EXCERPT TO READ>
[Start of Attachment]
In response to my last post, many people have suggested that I go see a doctor and be screened for PPD (post partum depression).
And reading each one of those comments made me angry.
I couldn’t quite pinpoint the reason. They are just trying to be supportive — why the hate? Did my anger stem from their recognizing the ugly truth? Do I really have PPD?
I took a cold hard look at myself. And I realized: no. I do not have PPD.
If I had PPD, I would find no joy in my daughter’s gummy smiles, explosive farts, and sudden bursts of laughter.
If I had PPD, I would have little or no desire in taking care of my daughter.
If I had PPD, I would have thoughts of hurting myself or the baby.
If I had PPD, I would not be blogging. I would wrap myself in a cocoon of doubt, guilt, self-pity and tears and remain so for hours on end. I would refuse to leave the house. I would lash out in anger at my loved ones. I would definitely not be able to take care of the baby.
Trust me; I know. I have suffered depression in the past and while these baby blues may seem intense to my readers, it is nothing compared to what I am capable of.
The truth of the matter is that I am not, and have never been, a happy-go-lucky girl. I am not an energetic, carefree person who exudes joy. I have always been more dark, pessimistic, and melancholy than my peers. But this does not always come through in my blogging, so when it does, people jump to the conclusion that I have taken a turn for the worse.
So while I am grateful to have so many readers who are concerned on my behalf, my first instinct was to become angry that these internet strangers — who do not know anything about my life aside from what I choose to reveal on the web — were so quick to diagnose a very serious condition.
Let me emphasize that I am grateful for the support. Anger was only my first — and unwarranted — reaction.
[End of Attachment]
PROVIDED INFORMATION>
[Start of Attachment]
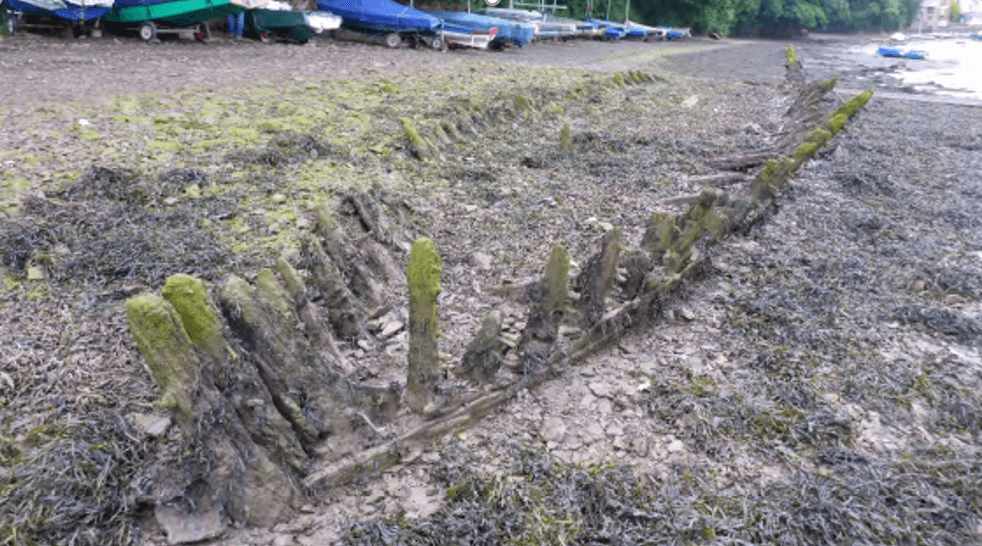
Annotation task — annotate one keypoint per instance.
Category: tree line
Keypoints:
(775, 17)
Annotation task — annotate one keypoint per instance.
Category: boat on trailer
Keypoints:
(154, 17)
(76, 11)
(509, 31)
(278, 19)
(901, 54)
(389, 19)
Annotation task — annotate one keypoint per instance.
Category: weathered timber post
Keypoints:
(547, 311)
(423, 277)
(168, 351)
(316, 325)
(346, 312)
(598, 276)
(241, 458)
(565, 139)
(482, 359)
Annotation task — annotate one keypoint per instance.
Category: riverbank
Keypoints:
(829, 353)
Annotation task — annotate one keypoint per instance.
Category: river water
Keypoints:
(953, 66)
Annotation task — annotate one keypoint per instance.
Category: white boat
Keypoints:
(478, 39)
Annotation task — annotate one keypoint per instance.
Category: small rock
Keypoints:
(599, 390)
(390, 329)
(481, 261)
(283, 540)
(954, 299)
(292, 255)
(36, 273)
(150, 424)
(553, 429)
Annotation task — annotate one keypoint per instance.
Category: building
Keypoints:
(971, 11)
(933, 14)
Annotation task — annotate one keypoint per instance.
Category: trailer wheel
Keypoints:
(148, 31)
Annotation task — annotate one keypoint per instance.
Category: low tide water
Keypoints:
(953, 66)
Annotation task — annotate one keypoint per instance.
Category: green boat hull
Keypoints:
(181, 13)
(292, 24)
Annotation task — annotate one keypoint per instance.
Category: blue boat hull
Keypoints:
(71, 12)
(379, 16)
(517, 33)
(897, 53)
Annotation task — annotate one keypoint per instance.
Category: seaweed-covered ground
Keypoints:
(818, 385)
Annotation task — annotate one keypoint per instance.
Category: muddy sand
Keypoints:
(817, 383)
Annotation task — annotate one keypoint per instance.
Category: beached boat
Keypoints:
(387, 18)
(465, 36)
(279, 19)
(156, 16)
(513, 14)
(613, 30)
(900, 53)
(512, 32)
(71, 10)
(583, 28)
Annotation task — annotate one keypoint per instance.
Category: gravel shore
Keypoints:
(818, 385)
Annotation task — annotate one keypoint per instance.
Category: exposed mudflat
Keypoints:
(819, 384)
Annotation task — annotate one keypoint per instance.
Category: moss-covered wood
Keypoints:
(423, 279)
(347, 314)
(241, 459)
(482, 359)
(308, 391)
(168, 351)
(546, 312)
(597, 278)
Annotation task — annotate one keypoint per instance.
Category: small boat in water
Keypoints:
(77, 11)
(900, 53)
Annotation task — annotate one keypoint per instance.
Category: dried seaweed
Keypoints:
(930, 499)
(74, 485)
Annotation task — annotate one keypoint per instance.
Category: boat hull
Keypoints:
(379, 16)
(71, 11)
(180, 13)
(520, 34)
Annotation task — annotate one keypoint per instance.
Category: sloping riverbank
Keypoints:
(830, 353)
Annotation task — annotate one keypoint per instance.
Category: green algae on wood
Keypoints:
(565, 138)
(418, 145)
(482, 358)
(598, 276)
(190, 298)
(167, 349)
(423, 279)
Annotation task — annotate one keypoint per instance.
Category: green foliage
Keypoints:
(782, 17)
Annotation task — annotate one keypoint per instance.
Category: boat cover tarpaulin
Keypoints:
(76, 10)
(379, 15)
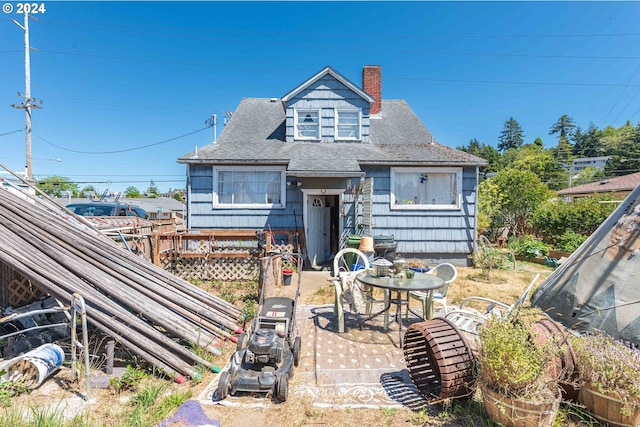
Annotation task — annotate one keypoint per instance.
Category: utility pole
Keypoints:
(28, 103)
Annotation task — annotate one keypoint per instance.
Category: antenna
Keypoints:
(27, 105)
(212, 122)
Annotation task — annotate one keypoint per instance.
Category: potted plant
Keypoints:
(608, 373)
(516, 388)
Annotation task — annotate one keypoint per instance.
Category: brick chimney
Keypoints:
(372, 84)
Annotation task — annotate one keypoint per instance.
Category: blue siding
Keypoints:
(327, 95)
(203, 215)
(425, 231)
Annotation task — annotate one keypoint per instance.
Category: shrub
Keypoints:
(528, 247)
(570, 241)
(510, 363)
(610, 366)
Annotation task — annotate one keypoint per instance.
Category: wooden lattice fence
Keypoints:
(224, 255)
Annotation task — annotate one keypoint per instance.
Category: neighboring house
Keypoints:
(598, 163)
(618, 187)
(336, 159)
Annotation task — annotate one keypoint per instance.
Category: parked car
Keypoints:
(106, 209)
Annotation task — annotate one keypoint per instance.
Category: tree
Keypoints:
(484, 151)
(511, 197)
(565, 128)
(54, 185)
(152, 191)
(511, 136)
(589, 143)
(132, 192)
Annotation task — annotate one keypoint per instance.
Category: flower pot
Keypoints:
(606, 407)
(562, 367)
(512, 412)
(286, 277)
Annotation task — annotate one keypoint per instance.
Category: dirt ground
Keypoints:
(505, 286)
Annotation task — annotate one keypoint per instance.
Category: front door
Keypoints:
(319, 229)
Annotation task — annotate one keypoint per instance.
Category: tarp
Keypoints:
(598, 286)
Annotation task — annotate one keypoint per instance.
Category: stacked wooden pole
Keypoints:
(153, 313)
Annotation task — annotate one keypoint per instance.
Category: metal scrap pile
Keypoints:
(148, 310)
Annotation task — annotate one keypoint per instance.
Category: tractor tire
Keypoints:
(224, 384)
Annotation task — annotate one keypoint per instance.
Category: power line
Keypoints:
(12, 132)
(287, 34)
(290, 71)
(620, 95)
(124, 150)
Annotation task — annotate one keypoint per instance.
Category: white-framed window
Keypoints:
(426, 188)
(348, 125)
(307, 124)
(255, 187)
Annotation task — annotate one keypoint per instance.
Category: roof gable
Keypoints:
(336, 75)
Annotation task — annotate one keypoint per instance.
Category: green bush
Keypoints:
(570, 241)
(554, 218)
(528, 247)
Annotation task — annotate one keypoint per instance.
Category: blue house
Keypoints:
(336, 159)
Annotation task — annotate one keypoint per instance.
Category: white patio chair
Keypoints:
(348, 290)
(446, 272)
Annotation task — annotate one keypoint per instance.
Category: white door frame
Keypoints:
(311, 192)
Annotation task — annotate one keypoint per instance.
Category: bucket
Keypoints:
(286, 277)
(512, 412)
(386, 250)
(366, 244)
(35, 366)
(352, 241)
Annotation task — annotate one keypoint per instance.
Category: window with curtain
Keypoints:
(307, 124)
(249, 188)
(433, 188)
(348, 124)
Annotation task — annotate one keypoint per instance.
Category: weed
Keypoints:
(388, 412)
(10, 389)
(129, 379)
(43, 417)
(173, 401)
(419, 418)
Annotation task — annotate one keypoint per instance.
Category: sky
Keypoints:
(126, 87)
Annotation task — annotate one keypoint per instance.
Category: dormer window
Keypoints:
(348, 125)
(308, 124)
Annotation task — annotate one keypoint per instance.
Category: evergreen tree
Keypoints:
(565, 128)
(511, 136)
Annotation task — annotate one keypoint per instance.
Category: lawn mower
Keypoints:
(264, 361)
[End of Attachment]
Pick up the blog post on postpartum depression after its last sentence and keep writing it. These rows have no connection to the text.

(But to the one commenter who asked me why my life isn’t what I expected when I had tried so hard to have this baby, please be more sensitive in the future. Your comment reminded me of the one I had received a few weeks back that implied I should be more thankful and loving toward Claire because I had suffered a miscarriage prior to having her.)
On the other hand, I was sincerely thankful for those who sympathized with the many changes and milestones that I have been going through as of late (some of which I do not share online). They reaffirmed to me that yes, it is perfectly normal to go a little crazy with so much going on.
In addition, those who are still reading this rant should note that my baby blue were definitely getting better…then got worse a couple of weeks ago. When I quit breastfeeding. And wouldn’t you know it — quitting breastfeeding apparently throws your hormones (and emotions) waayyyy out of whack, and the side effects are much worse when you quit cold-turkey, as I have.
And let’s face it: turning 30 isn’t easy for everyone. I am entitled to some tears, no?
P.S. — My birthday, while commencing on a sour note, turned out quite well at the end. J decided to take a day off from work and kept me company while I wallowed in the realization of turning 30. Later that night, he dragged me to a steakhouse (which has now become my new favorite restaurant this side of the Hudson River) and we had a lovely dinner while his parents watched the baby. I love this man.